§ **Set task**
Please reproduce each of the lines below word for word, from first to last, and leave out the pictures.

§ **Dataset**

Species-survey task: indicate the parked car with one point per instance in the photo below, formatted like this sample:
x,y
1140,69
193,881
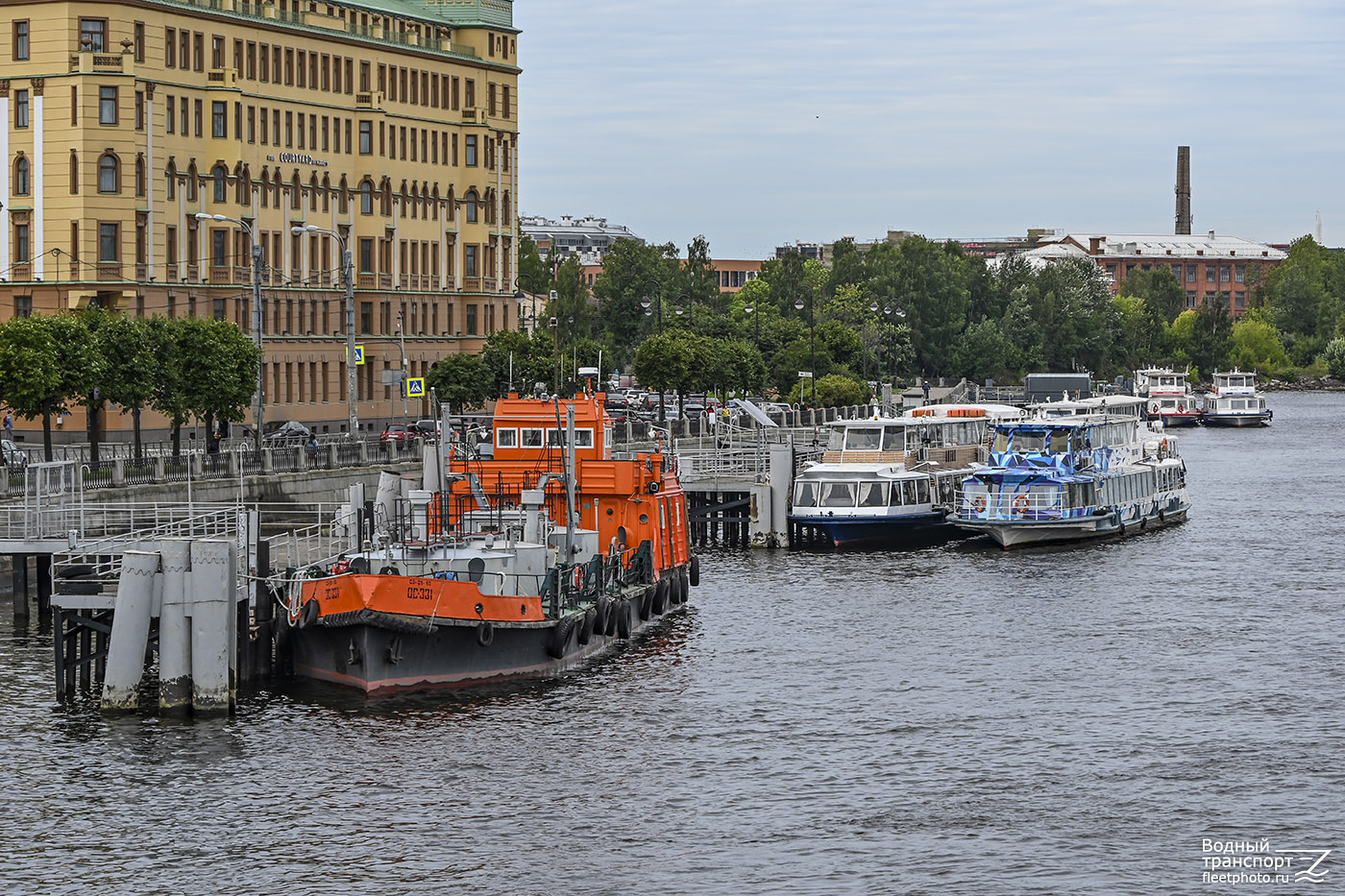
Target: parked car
x,y
427,429
286,433
15,458
401,433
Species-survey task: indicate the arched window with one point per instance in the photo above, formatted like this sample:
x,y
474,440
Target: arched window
x,y
366,197
219,175
110,180
20,177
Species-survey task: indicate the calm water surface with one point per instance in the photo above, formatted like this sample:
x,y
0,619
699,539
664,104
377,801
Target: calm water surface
x,y
954,720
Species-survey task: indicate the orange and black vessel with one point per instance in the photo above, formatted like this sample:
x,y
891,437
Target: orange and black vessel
x,y
540,546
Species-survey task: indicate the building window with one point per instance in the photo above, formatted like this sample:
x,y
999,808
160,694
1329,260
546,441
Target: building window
x,y
108,174
96,31
107,105
218,248
110,242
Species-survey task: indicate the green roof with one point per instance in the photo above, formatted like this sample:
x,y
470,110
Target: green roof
x,y
498,13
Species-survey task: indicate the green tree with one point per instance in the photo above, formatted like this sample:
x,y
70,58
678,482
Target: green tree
x,y
43,363
464,381
1257,346
982,351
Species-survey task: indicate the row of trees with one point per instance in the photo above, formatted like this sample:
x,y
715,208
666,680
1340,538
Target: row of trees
x,y
925,308
182,368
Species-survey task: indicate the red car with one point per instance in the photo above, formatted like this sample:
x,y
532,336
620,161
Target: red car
x,y
400,433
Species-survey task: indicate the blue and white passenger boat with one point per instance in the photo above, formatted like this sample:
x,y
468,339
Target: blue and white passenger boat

§ **Solution to the problem**
Species-survey task: indicate the parked car with one point per instance in the photo below, formatted like this sample:
x,y
1140,69
193,881
Target: parked car
x,y
427,429
286,433
15,458
401,433
Species-survey task: indicate the arched window with one point per instance in the photo above, formatted like this sample:
x,y
474,440
Target: arched window
x,y
366,197
219,175
110,180
20,177
Species-survey task: indicate the calm water surface with one point per instance in the photo above, formatted like this sample:
x,y
0,619
699,539
664,104
377,801
Target: calm water surface
x,y
954,720
Species-survey task: indicate the orange and black vessel with one point per instance in the photo above, formatted like this sample:
x,y
891,437
Target: orange and black vessel
x,y
540,546
Species-survey task: indicate the building window with one point per instance in the photo above, formatted like this sample:
x,y
999,808
160,694
1329,260
546,441
Target: building window
x,y
108,174
96,31
107,105
218,248
110,242
Species-survey task: indicate the green roof with one point per instance in the photo above, formatted like this sample:
x,y
470,110
Target: green roof
x,y
498,13
Species-survey task: indicate the green tree with one point per instance in the photo above, formatted like this sample:
x,y
70,58
678,482
Target: green tree
x,y
43,363
464,381
1257,346
982,351
Species-survey task: indicate the row of trees with one point per instance in the photo above, formatted like this sample:
x,y
715,208
666,680
1340,538
Target: row of trees
x,y
925,308
182,368
Species-survey task: indicate the red car with one point per instance in the photo above, formatted like this sample:
x,y
532,336
620,161
Target: red car
x,y
400,433
Species-survey task: indicate the blue and white passenger boat with one point per instance in the photo above, formatted like this sample:
x,y
468,339
Target: blue and white passenger boat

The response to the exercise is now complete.